To do: Give the data again exactly as it appears.

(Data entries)
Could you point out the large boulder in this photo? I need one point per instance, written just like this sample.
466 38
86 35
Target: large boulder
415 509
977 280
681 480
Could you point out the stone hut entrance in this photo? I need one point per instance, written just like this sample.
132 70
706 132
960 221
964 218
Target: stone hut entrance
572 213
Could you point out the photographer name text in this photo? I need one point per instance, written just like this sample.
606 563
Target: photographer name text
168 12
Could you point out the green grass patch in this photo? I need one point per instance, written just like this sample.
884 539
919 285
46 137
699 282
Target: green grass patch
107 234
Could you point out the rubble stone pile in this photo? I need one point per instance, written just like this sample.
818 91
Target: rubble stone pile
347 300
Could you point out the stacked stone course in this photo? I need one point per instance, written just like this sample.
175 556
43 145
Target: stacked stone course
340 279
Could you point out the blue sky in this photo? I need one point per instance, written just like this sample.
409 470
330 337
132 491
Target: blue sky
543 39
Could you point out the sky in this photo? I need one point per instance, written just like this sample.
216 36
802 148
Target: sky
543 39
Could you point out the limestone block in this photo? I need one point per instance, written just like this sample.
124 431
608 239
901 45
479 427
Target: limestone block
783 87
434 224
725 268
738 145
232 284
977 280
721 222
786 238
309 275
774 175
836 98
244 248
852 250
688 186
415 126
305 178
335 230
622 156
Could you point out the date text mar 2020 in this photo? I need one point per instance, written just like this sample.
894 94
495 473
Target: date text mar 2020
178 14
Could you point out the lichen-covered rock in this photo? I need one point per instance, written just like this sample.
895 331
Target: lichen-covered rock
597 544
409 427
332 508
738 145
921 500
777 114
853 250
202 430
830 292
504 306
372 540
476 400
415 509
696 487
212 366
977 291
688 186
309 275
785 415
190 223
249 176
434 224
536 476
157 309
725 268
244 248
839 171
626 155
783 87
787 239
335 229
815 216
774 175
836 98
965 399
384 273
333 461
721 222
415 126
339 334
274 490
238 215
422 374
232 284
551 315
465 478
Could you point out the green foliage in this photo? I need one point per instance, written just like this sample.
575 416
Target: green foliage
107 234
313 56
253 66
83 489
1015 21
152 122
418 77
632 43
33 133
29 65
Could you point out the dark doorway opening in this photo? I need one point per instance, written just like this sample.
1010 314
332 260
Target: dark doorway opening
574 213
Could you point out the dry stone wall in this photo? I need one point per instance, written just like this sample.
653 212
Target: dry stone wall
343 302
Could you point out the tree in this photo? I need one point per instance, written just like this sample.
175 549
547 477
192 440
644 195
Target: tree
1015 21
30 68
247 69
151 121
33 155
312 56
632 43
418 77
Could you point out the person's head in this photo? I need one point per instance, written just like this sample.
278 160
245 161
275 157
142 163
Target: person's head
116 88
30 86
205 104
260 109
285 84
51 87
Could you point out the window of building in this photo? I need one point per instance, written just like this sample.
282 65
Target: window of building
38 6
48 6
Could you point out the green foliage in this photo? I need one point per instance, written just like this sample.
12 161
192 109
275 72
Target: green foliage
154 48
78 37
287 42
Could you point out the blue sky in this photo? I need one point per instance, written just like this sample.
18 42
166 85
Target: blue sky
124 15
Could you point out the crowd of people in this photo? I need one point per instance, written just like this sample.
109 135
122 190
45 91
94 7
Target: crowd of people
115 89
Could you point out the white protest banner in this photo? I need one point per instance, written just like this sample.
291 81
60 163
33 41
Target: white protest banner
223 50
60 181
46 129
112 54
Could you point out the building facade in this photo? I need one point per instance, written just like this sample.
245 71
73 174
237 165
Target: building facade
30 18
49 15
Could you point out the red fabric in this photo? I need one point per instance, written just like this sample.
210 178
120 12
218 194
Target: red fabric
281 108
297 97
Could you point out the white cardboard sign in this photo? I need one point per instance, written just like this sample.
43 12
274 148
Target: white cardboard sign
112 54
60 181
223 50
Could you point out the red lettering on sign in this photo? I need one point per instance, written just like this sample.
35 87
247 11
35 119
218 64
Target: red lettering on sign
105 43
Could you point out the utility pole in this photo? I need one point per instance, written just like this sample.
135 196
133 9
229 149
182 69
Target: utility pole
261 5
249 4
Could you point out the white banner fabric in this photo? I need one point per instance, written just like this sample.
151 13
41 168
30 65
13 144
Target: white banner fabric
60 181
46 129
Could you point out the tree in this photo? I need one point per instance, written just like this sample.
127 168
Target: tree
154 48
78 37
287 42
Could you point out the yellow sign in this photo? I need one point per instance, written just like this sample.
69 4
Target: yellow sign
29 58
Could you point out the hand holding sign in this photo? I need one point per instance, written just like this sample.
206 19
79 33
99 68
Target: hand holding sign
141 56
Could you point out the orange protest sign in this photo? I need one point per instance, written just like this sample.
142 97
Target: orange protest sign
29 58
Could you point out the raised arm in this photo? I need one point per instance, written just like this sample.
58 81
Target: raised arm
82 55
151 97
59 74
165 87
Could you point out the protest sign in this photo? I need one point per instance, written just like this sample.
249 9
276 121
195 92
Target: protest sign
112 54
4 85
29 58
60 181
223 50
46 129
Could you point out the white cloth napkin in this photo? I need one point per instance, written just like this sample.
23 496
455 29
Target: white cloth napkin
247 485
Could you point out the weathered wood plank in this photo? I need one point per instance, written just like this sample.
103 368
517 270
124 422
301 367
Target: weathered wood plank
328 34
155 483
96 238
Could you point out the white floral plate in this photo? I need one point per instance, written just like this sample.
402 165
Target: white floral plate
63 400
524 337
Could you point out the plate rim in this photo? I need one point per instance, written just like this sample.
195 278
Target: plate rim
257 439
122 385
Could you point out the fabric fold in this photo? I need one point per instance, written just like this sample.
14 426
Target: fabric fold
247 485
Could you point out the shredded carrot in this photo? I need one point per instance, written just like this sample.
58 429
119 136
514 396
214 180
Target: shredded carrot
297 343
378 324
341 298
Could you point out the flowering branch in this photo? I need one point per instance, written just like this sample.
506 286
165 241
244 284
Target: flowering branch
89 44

Exercise answer:
Could you point out the large boulder in this photo? I need one point per instance, written just like this sample.
466 38
86 35
Target: large boulder
415 509
977 280
681 480
Could you point out the stone hut entrance in this photo? I need one point per instance, written just like this sample.
132 70
706 132
960 221
964 218
Target: stone hut entrance
572 213
Could you point out the photographer name text in this photo? I need one point per instance, written just like this sample.
606 563
Target: photographer name text
168 12
Could you point out the green grass patch in this photo? I need one point per instance, written just like this sample.
884 539
919 285
46 137
699 282
Target: green grass patch
107 234
Could you point out the rubble stone pile in this photo? I need one point per instance, written just like this sample.
818 91
Target: rubble stone pile
347 300
Could you point out the stacked stone course in this photo? I need one point per instance, written just like this sample.
175 556
43 145
Target: stacked stone course
340 279
Could you point out the blue sky in this photo? I need one point per instance, written just like this sample.
409 470
330 337
132 491
Target: blue sky
543 39
Could you point out the sky in this photo? I need one point per instance, written just like this sample.
216 36
802 148
Target: sky
543 39
Could you point out the limestone block in this photo? I need one point per instance, written just like this sample.
124 431
608 239
901 45
479 427
Target: limestone block
783 87
434 224
725 268
738 145
232 284
977 280
721 222
786 238
309 275
774 175
836 98
244 248
852 250
688 186
415 126
305 178
335 230
622 156
Could you point out the date text mar 2020 in this photo? I need one point per instance, written just like this sample.
894 94
495 473
Target: date text mar 2020
178 14
Could you point out the lichen-covered rock in this photo? I need one point per instance, written just like this sample.
895 331
Target: lichen-covered rock
597 544
409 427
332 508
738 145
921 500
777 114
853 250
202 430
830 292
504 306
372 540
476 400
415 509
696 487
212 366
977 291
688 186
309 275
785 415
190 223
249 176
434 224
536 476
157 309
725 268
244 248
839 171
626 155
783 87
787 239
335 229
815 216
774 175
836 98
965 399
384 273
333 461
721 222
415 126
339 334
274 490
238 215
422 374
232 284
551 315
465 478
Could you point out the green foliage in this photo? I need one point per instance, written just like this sample.
575 416
Target: green foliage
107 234
313 56
253 66
83 489
1015 21
152 122
418 77
632 43
33 133
29 65
Could you point out the dark doorway opening in this photo? I need one point per instance, written just like this sample.
1010 314
332 260
Target: dark doorway opening
574 213
Could you point out the dry stone wall in this photo? I need one point per instance, written just like this sample.
653 212
Target: dry stone wall
343 302
Could you point out the tree in this photo? I need one point per instance, written just like this sample.
175 549
547 477
192 440
644 195
Target: tree
1015 21
30 68
247 69
151 121
33 155
312 56
632 43
418 77
Could you point out the person's head in this photo? I need one point per instance, written just like this sample.
278 160
245 161
275 157
142 163
Target: person's head
116 88
30 86
205 104
260 109
285 84
51 87
Could you point out the window of building in this photo? I need one point per instance, written just like this sample.
282 65
Target: window of building
38 6
48 6
Could you point out the green foliage in this photo? I need one point per instance, written just like this sample.
12 161
192 109
275 72
Target: green foliage
154 48
78 37
287 42
Could you point out the blue sky in this photo? I need one point per instance, written just like this sample.
18 42
166 85
Target: blue sky
124 15
Could you point out the crowd of people in this photo? I need one point per instance, written just like this sample.
109 135
122 190
45 91
94 7
Target: crowd of people
115 89
Could you point out the white protest banner in this photo? I need one point per instance, written just like this sample.
291 81
60 163
33 41
Target: white protest banner
223 50
60 181
46 129
112 54
Could you point out the building facade in this photo? I need one point per instance, written just like this sample.
245 71
73 174
237 165
Target: building facade
30 18
49 15
Could you point out the red fabric in this photo? I need one point per instance, written just like this sample.
210 178
120 12
218 194
Target: red fabric
281 108
297 97
Could you point out the white cardboard sign in this photo? I need one point per instance, written just like this sample.
43 12
274 148
Target: white cardboard sign
112 54
60 181
223 50
Could you point out the red lettering on sign in this photo? I need one point per instance, written just like this sample.
35 87
247 11
35 119
218 64
Target: red lettering on sign
105 43
Could you point out the utility pole in this photo? I need one point per instance, written just like this sample.
135 196
133 9
229 149
182 69
Target: utility pole
261 5
249 4
Could you point out the white banner fabric in this photo? I need one point per instance, written just like this sample.
151 13
41 168
30 65
13 144
Target: white banner fabric
60 181
46 129
Could you point out the tree in this photo? I need one point per instance, written just like this sample.
127 168
Target: tree
154 48
78 37
287 42
Could you point out the yellow sign in this photo? I need one point per instance, written just like this sample.
69 4
Target: yellow sign
29 58
Could you point out the hand holding sign in this photo? I need one point per instance, written just like this sample.
206 19
79 33
99 68
Target: hand holding sign
141 56
Could you point out the orange protest sign in this photo? I need one point per instance, written just like this sample.
142 97
Target: orange protest sign
29 58
Could you point out the raised arm in this photo? I need one point per instance, written just like this sample.
58 81
Target: raised arm
82 55
151 97
59 74
165 87
Could you point out the protest sign in this photo? I need one point per instance, written just like this sample.
249 9
276 121
195 92
Target: protest sign
112 54
4 85
29 58
60 181
223 50
46 129
Could you point out the white cloth napkin in this photo? I need one point per instance, written just like this sample.
23 496
455 29
Target: white cloth napkin
247 485
Could you point out the weathered wood plank in this photo? I need one point per instance, written just like this sample.
103 368
517 270
124 422
301 367
Target: weathered wood plank
328 34
155 483
96 238
Could you point out the white floral plate in this photo? I need one point per instance, written just like this sample.
402 165
Target: white floral plate
63 400
524 337
Could you point out the plate rim in this photo? I need one point per instance, written just like this sample.
195 278
Target: plate rim
257 439
122 385
Could you point out the fabric fold in this photo? I need one point per instance, written just like this sample.
14 426
Target: fabric fold
247 485
Could you point out the shredded carrot in this photo? I need one point per instance, written just like this sample.
58 429
119 136
514 396
214 180
Target: shredded carrot
297 343
378 324
341 298
Could you point out the flowering branch in this photo? I need one point per instance, written just like this sample.
506 286
165 241
244 284
Target: flowering branch
89 44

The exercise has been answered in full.